§ **Exercise details**
Pull out every line in the items below that contains the word "find".

§ **Provided data**

▬▬▬

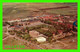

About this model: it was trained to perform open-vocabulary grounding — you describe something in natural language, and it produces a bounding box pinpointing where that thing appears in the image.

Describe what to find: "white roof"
[36,37,46,42]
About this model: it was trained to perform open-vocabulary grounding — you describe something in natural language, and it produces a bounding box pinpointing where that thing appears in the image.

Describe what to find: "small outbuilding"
[36,37,46,42]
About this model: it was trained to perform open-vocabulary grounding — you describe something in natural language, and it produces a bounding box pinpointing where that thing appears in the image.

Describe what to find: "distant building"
[36,37,46,42]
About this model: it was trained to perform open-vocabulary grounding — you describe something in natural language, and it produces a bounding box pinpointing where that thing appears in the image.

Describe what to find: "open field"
[3,3,77,49]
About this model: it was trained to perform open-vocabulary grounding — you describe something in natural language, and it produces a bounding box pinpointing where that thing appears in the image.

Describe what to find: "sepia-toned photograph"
[2,3,77,50]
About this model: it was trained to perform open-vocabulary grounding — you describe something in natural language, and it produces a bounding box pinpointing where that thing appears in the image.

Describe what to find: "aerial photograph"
[2,3,78,50]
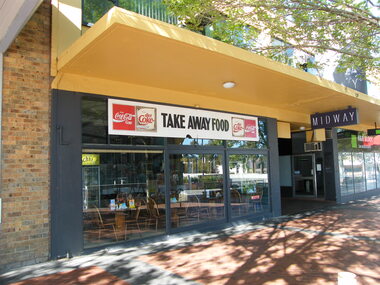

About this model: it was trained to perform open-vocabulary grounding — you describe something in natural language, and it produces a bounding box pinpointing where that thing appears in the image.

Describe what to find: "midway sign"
[310,108,359,129]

▬▬▬

§ **Expected answer**
Describe what to find: "white roof"
Describe what to find: "small outbuilding"
Describe what to find: "distant building"
Describe what to find: "open field"
Describe what to find: "sepia-toned photograph"
Describe what to find: "aerial photograph"
Describe what to find: "midway sign"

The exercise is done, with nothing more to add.